### List of tasks
- a) Set down the passage of the article on the Tisbury housing vote word for word, starting at the words "Conditions for the" and ending after the words "course of a year.".
- b) Answer these questions using the article on the Tisbury housing vote:
(i) By what vote did the Martha's Vineyard Commission approve the house?
(ii) At most, how many different people may live at the home in the course of a year?
(iii) Who is the owner and developer of the house?
- c) Extend the article on the Tisbury housing vote, continuing from its last sentence.
**** Selected excerpt ****
The Martha’s Vineyard Commission voted 7-5 Thursday night to approve a nine-bedroom house in Tisbury that has drawn fierce opposition from neighbors, who say they don’t want workforce housing near their properties.
Conditions for the approval of 97 Spring street include reduced outdoor lighting and a limit of nine residents, with no more than 14 different people allowed to live at the home in the course of a year.
Owner and developer Xerxes Aghassipour next must gain approval from Tisbury officials in order to receive a certificate of occupancy for the nine-bedroom house, which he has said he intends to rent to a business such as Vineyard Wind for employee housing.
Commissioners Jay Grossman, Greg Martino, Douglas Sederholm, Linda Sibley, Brian Smith, Ernie Thomas and Peter Wharton voted in the majority, agreeing that the probable benefits to Island housing likely would outweigh the probable detriments of the development.
“The building meets our requirements and … I think we really can’t turn it down,” Mr. Thomas said.
Jeff Agnoli, Mark Gauthier, Michael Kim, Katherine Newman and Kate Putnam voted against the project, saying it was inappropriate for the long-established residential neighborhood.
**** Given entries ****
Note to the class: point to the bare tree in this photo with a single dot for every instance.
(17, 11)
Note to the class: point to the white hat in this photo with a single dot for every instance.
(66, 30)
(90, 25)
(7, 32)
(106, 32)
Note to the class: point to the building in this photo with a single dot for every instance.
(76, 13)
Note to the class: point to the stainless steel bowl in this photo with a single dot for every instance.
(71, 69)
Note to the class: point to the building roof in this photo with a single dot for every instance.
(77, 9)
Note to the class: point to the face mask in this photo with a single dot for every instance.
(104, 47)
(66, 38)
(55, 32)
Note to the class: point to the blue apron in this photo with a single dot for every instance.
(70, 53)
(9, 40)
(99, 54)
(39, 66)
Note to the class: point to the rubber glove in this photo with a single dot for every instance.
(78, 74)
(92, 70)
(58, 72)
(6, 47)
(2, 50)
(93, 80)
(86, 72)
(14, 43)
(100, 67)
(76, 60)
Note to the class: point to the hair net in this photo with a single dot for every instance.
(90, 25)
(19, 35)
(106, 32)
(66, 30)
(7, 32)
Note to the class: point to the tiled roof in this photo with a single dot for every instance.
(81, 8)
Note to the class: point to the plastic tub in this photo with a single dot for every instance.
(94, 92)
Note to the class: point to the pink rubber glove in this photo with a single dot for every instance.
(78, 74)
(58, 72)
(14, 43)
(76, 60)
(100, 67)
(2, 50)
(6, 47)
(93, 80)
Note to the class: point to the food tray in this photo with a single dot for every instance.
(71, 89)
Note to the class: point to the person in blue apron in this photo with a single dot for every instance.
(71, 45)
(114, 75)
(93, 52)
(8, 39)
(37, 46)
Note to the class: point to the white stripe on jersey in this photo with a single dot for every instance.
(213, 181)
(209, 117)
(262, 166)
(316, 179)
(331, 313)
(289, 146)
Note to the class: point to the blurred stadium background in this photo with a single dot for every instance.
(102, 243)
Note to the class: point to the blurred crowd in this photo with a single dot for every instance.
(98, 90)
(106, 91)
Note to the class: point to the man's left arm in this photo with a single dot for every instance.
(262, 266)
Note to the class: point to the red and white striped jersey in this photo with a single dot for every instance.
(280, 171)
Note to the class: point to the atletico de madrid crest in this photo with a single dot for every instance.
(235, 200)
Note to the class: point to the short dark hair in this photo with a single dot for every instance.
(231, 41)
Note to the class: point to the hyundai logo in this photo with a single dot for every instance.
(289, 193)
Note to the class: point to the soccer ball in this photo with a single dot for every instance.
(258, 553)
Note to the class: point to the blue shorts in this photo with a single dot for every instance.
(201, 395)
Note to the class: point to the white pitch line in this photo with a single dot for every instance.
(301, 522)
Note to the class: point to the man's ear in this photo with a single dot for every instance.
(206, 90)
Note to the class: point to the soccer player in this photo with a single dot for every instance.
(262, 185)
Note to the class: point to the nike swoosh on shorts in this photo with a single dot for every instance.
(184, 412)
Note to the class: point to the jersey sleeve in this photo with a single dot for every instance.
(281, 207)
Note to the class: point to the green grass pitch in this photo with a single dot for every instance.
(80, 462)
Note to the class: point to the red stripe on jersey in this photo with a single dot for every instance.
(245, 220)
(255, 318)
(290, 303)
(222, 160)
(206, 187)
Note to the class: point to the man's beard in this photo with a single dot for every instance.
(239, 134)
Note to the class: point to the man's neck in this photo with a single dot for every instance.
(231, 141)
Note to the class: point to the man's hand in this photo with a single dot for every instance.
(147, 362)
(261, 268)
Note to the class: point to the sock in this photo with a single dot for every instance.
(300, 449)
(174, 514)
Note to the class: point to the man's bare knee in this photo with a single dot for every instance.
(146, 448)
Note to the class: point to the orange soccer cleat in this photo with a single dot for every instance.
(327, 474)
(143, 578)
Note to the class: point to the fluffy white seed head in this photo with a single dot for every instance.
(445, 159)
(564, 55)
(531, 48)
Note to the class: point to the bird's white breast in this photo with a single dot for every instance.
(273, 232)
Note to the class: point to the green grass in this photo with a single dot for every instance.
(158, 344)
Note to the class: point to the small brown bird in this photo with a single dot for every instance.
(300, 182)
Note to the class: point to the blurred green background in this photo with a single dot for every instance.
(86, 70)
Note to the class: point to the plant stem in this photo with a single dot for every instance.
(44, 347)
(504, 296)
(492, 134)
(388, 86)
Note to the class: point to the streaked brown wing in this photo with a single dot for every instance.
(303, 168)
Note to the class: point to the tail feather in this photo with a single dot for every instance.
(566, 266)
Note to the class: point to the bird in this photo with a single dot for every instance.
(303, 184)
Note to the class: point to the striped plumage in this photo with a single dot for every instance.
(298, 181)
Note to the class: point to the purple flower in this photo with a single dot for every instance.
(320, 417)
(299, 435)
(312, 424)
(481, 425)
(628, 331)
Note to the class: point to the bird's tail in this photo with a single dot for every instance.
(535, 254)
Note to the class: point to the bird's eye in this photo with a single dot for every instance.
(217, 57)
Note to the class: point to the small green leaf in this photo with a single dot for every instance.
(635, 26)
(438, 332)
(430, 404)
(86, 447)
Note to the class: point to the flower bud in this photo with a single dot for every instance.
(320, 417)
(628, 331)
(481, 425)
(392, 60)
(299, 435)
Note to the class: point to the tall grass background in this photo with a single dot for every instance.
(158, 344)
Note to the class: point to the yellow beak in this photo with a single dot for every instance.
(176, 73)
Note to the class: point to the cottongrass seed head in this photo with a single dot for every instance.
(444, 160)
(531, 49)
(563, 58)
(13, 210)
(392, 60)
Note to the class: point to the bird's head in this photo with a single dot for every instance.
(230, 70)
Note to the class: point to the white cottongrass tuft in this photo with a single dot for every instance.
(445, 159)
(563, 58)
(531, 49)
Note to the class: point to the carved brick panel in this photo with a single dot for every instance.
****
### Results for the exercise
- a)
Conditions for the approval of 97 Spring street include reduced outdoor lighting and a limit of nine residents, with no more than 14 different people allowed to live at the home in the course of a year.

- b)
(i) 7-5
(ii) 14
(iii) Xerxes Aghassipour

- c)
“Workforce housing [is] desperately needed on the Island, but it’s not needed in this neighborhood,” Mr. Kim said.
“Permanent residents leave their souls in the neighborhood. And I don’t think that’s going to happen here,” he said.
Commissioners who voted in the majority argued that Tisbury town officials should have the final say on how Mr. Aghassipour uses the property.
“He applied for a building permit. He got a building permit. He followed what appeared to be the town rules [and] whether there were mistakes at the town level, is not for us to determine,” Mr. Sederholm said.
“He came here with a nine-bedroom building that he said, ‘I want to rent for workforce housing.’ That is his proposal to us. That’s what we have to address,” said Mr. Sederholm, who also noted that Tisbury has a regulation governing lodging houses.
“If the town of Tisbury finds that this is a lodging house, the applicant will have to abide by the town’s regulations and the applicant may have to get a special permit to meet the bylaw and would have to get an annual license. But again, that’s for the towns to deal with,” he said.
Ms. Sibley said by adding another nine bedrooms of workforce housing, the Spring street house would open up available living space elsewhere on the Island.
“These transient people will not be taking up space that other people who might be here year-round would otherwise benefit from,” she said.
The home has been a lightning rod in Vineyard Haven, spurring signs in town that carry the slogan “Save our neighborhoods.”
Bernadette Cormie, who lives next door to 97 Spring street and was elected to the commission last November, and Ben Robinson, who serves on the Tisbury planning board as well as on the MVC, have recused themselves from participation throughout the MVC review, which started in February.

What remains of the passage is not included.